Task requirements:
Every entry below must be repeated exactly; skip the pictures.

Data for processing:
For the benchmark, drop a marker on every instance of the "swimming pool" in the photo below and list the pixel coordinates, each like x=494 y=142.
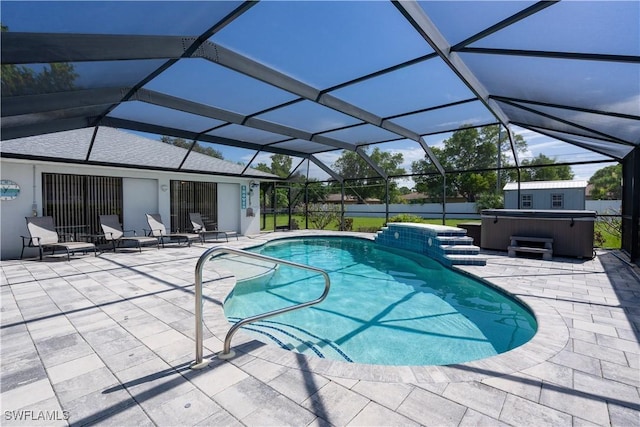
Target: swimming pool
x=386 y=306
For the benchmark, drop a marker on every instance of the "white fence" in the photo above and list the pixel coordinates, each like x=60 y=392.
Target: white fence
x=455 y=210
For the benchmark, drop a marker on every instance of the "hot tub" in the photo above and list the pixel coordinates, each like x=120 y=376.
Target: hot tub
x=572 y=231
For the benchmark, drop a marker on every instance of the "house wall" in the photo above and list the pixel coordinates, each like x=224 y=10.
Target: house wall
x=143 y=192
x=574 y=198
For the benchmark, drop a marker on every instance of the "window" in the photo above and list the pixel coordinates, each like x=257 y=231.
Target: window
x=193 y=196
x=77 y=200
x=557 y=201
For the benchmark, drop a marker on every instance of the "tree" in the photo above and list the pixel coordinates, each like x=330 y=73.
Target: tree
x=24 y=80
x=179 y=142
x=607 y=183
x=463 y=156
x=363 y=180
x=548 y=173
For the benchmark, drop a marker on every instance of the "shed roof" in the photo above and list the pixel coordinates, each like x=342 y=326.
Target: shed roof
x=546 y=185
x=310 y=79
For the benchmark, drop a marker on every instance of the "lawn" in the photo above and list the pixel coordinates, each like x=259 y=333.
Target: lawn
x=371 y=224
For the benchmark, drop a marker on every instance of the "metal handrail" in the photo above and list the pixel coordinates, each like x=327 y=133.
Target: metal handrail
x=211 y=253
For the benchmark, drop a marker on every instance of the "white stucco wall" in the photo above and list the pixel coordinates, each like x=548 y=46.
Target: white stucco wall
x=142 y=191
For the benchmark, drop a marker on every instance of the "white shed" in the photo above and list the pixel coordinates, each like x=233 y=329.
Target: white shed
x=543 y=195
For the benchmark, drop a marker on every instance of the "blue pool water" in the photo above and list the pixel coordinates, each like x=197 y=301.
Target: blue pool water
x=386 y=306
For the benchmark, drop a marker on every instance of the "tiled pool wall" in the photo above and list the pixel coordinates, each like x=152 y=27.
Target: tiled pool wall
x=448 y=245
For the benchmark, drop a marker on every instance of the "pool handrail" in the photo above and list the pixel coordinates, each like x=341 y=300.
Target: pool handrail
x=215 y=251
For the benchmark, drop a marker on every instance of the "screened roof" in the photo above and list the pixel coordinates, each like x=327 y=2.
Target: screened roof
x=310 y=79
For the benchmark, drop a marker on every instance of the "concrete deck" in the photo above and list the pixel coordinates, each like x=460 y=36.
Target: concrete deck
x=108 y=340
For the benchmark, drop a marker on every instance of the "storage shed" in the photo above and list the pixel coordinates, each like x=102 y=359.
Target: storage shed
x=561 y=195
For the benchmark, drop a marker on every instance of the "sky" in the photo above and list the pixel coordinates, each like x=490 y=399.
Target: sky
x=323 y=44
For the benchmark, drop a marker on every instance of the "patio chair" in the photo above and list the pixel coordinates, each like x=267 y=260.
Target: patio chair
x=159 y=231
x=114 y=233
x=43 y=235
x=201 y=230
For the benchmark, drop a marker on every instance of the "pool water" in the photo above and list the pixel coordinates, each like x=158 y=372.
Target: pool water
x=385 y=306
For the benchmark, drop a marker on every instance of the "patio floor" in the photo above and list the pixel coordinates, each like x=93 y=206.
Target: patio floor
x=108 y=340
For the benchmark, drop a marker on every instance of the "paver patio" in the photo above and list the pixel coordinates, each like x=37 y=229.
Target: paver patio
x=108 y=340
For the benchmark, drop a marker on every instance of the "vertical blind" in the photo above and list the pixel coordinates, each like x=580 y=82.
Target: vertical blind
x=191 y=196
x=76 y=201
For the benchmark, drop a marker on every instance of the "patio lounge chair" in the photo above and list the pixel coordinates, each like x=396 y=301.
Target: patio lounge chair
x=201 y=230
x=114 y=233
x=43 y=235
x=159 y=231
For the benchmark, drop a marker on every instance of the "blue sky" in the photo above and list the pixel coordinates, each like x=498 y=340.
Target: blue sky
x=323 y=44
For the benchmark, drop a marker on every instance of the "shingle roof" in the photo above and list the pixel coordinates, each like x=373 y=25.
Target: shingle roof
x=114 y=146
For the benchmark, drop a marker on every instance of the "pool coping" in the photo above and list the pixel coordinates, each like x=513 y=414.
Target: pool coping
x=551 y=337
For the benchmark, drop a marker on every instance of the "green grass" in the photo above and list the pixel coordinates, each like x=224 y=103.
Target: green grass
x=365 y=223
x=611 y=241
x=358 y=222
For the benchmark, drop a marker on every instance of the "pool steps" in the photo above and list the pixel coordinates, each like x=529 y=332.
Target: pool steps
x=448 y=245
x=295 y=339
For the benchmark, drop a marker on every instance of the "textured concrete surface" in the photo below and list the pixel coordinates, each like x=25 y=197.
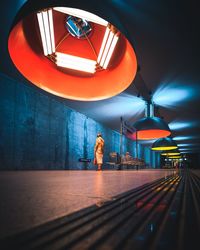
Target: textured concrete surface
x=38 y=131
x=31 y=198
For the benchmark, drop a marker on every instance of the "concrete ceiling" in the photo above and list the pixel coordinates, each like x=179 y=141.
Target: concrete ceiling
x=166 y=38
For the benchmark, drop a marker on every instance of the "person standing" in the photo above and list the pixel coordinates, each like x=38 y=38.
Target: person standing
x=99 y=151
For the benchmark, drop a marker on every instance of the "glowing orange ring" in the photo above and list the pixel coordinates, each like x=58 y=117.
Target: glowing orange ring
x=38 y=70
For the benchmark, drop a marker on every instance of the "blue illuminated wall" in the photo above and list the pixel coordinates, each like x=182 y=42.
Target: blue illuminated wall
x=38 y=131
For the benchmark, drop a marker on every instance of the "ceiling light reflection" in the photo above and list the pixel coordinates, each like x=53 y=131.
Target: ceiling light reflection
x=170 y=95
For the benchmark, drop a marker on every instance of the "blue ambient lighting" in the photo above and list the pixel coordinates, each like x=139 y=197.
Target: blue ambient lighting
x=123 y=105
x=181 y=138
x=171 y=94
x=181 y=125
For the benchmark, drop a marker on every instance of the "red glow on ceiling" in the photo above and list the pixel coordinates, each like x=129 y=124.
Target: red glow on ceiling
x=25 y=49
x=149 y=134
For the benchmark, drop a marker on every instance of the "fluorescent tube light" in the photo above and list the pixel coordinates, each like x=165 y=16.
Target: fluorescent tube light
x=103 y=44
x=109 y=55
x=82 y=14
x=45 y=20
x=42 y=33
x=75 y=62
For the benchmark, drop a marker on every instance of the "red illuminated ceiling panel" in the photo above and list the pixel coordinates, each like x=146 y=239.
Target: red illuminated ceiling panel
x=72 y=57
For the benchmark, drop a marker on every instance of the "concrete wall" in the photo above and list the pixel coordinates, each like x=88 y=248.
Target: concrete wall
x=37 y=131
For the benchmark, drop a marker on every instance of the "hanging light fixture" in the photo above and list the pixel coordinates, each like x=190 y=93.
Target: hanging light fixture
x=150 y=127
x=175 y=157
x=75 y=54
x=171 y=153
x=164 y=144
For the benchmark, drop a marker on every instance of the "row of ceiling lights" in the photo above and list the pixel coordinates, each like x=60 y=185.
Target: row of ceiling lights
x=77 y=24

In response:
For the benchmark, drop a marker on every instance of the "swimming pool" in the photo below and list the pixel coordinates, each like x=494 y=142.
Target: swimming pool
x=386 y=306
For the benchmark, drop a marker on every instance of the "white fence" in the photo above and list the pixel coordinates, each like x=60 y=392.
Target: white fence
x=455 y=210
For the benchmark, drop a marker on every instance of the "hot tub" in the photo above and list the pixel coordinates, each like x=120 y=376.
Target: hot tub
x=572 y=231
For the benchmark, drop a marker on every instance of the "house wall" in the photo above and list the pixel coordinates, each like x=224 y=10.
Target: house wall
x=143 y=192
x=574 y=198
For the benchmark, drop a marker on every instance of the "window" in the photo above and list the pixel coordinates, each like x=257 y=231.
Target: window
x=193 y=196
x=77 y=200
x=557 y=201
For the benchmark, drop a marker on every instance of the "tree" in the photo above and list the pixel coordinates, each like x=330 y=73.
Target: tree
x=24 y=80
x=179 y=142
x=607 y=183
x=463 y=156
x=363 y=180
x=548 y=173
For the benchmark, drop a marker on every instance of the "shed roof" in the photo above and list the pixel coordinates, each like x=342 y=326.
Target: shed roof
x=546 y=185
x=310 y=79
For the benchmark, drop a marker on every instance of the "lawn" in the photo above and list the pixel coordinates, each like x=259 y=333.
Target: lawn
x=371 y=224
For the benchmark, drop a marker on every instance of the "metal handrail" in the photo above and list the pixel coordinates, each like x=327 y=133.
Target: metal handrail
x=211 y=253
For the benchmark, drop a marker on every instance of the "white stucco wall" in the photo above and list the pixel coordinates, each like x=548 y=46.
Target: white stucco wall
x=142 y=191
For the benchmark, drop a marker on every instance of the "white shed" in the photo above and list the pixel coordinates, each like x=233 y=329.
Target: white shed
x=543 y=195
For the benchmark, drop a marker on every instance of the "blue pool water" in the photo above and list the pixel coordinates, each like x=197 y=301.
Target: blue pool water
x=386 y=306
For the benchmark, drop a marker on every instance of the "tiled pool wall" in the photo above and list the pixel coordinates, each like x=152 y=27.
Target: tiled pool wall
x=448 y=245
For the benchmark, drop a marker on every instance of the "pool handrail" in the photo above and list the pixel coordinates, each like x=341 y=300.
Target: pool handrail
x=215 y=251
For the benchmark, drop a marker on every instance of the "screened roof" in the photo above and list the pixel coordinates, each like x=327 y=2.
Target: screened roof
x=310 y=79
For the benchmark, drop a marker on every instance of the "concrete deck" in the photo above and list the pixel coordinates, each like x=460 y=36.
Target: concrete deck
x=108 y=340
For the benchmark, drop a marker on every instance of the "storage shed" in the photo above and list the pixel coordinates, each like x=102 y=359.
Target: storage shed
x=561 y=195
For the benchmark, drop a marker on every instance of the "sky" in the photo above and list the pixel coordinates, each like x=490 y=399.
Target: sky
x=323 y=44
For the benchmark, drop a marker on every instance of the "patio chair" in the photo above and list the pixel coordinates, each like x=267 y=260.
Target: patio chair
x=159 y=231
x=114 y=233
x=43 y=235
x=201 y=230
For the benchmark, drop a marker on every instance of the "pool water" in the photo above and list the pixel coordinates, each like x=158 y=372.
Target: pool water
x=385 y=306
For the benchmark, drop a marker on every instance of the "patio floor" in the photo above and list the pixel coordinates, each like x=93 y=206.
Target: patio floor
x=108 y=340
For the benchmark, drop a marker on every instance of the "paver patio" in the photo above and list the pixel coordinates, each like x=37 y=229.
Target: paver patio
x=108 y=340
For the benchmark, drop a marker on every instance of the "vertical blind" in the photo above and list the pixel coordinates, each like x=580 y=82.
Target: vertical blind
x=191 y=196
x=76 y=201
For the benchmark, drop a marker on every instance of the "patio lounge chair" in the photo above and list the pixel coordinates, each like x=396 y=301.
Target: patio lounge chair
x=201 y=230
x=114 y=233
x=43 y=235
x=159 y=231
For the benchmark, drop a marker on every instance of the "blue sky" in the photo above and list the pixel coordinates, each like x=498 y=340.
Target: blue sky
x=323 y=44
For the benchmark, drop a marker on every instance of the "shingle roof" in the photo above and list the pixel coordinates, each like x=373 y=25.
Target: shingle roof
x=114 y=146
For the benchmark, drop a marker on every instance of the "pool coping" in the photo above and list the pixel coordinates, each like x=513 y=414.
Target: pool coping
x=551 y=337
For the benchmark, drop a marker on every instance of the "green grass" in the photo above and list the pixel coordinates, each like x=224 y=103.
Target: green grass
x=365 y=223
x=611 y=241
x=358 y=222
For the benchmark, drop a marker on every instance of the "pool steps" in the photo above and list the pixel coordinates, each like x=529 y=332.
Target: pool steps
x=448 y=245
x=295 y=339
For the benchmark, drop a marker on every instance of the "textured concrete surface" in the photo below and list the pixel coordinates, each like x=25 y=197.
Target: textured concrete surface
x=38 y=131
x=31 y=198
For the benchmark, drop a marker on every instance of the "concrete ceiling" in the photo above and list the pixel coordinates, each like x=179 y=141.
Target: concrete ceiling
x=166 y=38
For the benchmark, drop a marker on every instance of the "person standing" in the photo above and list the pixel coordinates, each like x=38 y=38.
Target: person standing
x=99 y=151
For the benchmark, drop a marker on every instance of the "glowing orange ring" in the photo above and list the pixel coordinates, each like x=58 y=117.
Target: glowing orange ring
x=38 y=70
For the benchmark, drop a marker on every instance of the "blue illuminated wall" in the photo above and list the pixel coordinates, each like x=182 y=42.
Target: blue illuminated wall
x=38 y=131
For the benchmark, drop a marker on every instance of the "ceiling light reflection" in the photo above and list the pixel coordinates, each like x=53 y=131.
Target: ceiling light reflection
x=170 y=95
For the benchmark, drop a marker on every instance of the "blue ambient lighting" in the photo above and list the pixel coordinates, each like x=139 y=197.
Target: blue ambient lighting
x=123 y=105
x=181 y=138
x=171 y=94
x=181 y=125
For the benchmark, drop a marker on every instance of the "red glow on ceiling" in the photo above and list the pixel coordinates, each like x=129 y=124.
Target: red glow on ceiling
x=25 y=49
x=149 y=134
For the benchmark, drop a marker on every instance of the "fluorescent tube light" in the photo above and list the pixel coordinates, each like x=165 y=16.
Target: fluorescent tube light
x=103 y=44
x=109 y=55
x=82 y=14
x=45 y=20
x=42 y=33
x=75 y=62
For the benchmark, drop a marker on every instance of the "red illuminated ceiling panel" in the photo above and list the pixel coordinates, each like x=146 y=239.
Target: red illuminated ceiling panel
x=72 y=57
For the benchmark, drop a marker on every instance of the "concrete wall" in the photo above and list the pixel coordinates, each like x=88 y=248.
Target: concrete wall
x=37 y=131
For the benchmark, drop a marker on every instance of the "hanging light fixture" in the photo above and list the pixel coordinates, each like x=190 y=93.
Target: hanging light fixture
x=150 y=127
x=175 y=157
x=75 y=54
x=171 y=153
x=164 y=144
For the benchmark, drop a marker on every instance of the "row of ceiling lights" in the photo above and list the pixel coordinates, each like x=60 y=185.
Target: row of ceiling lights
x=77 y=24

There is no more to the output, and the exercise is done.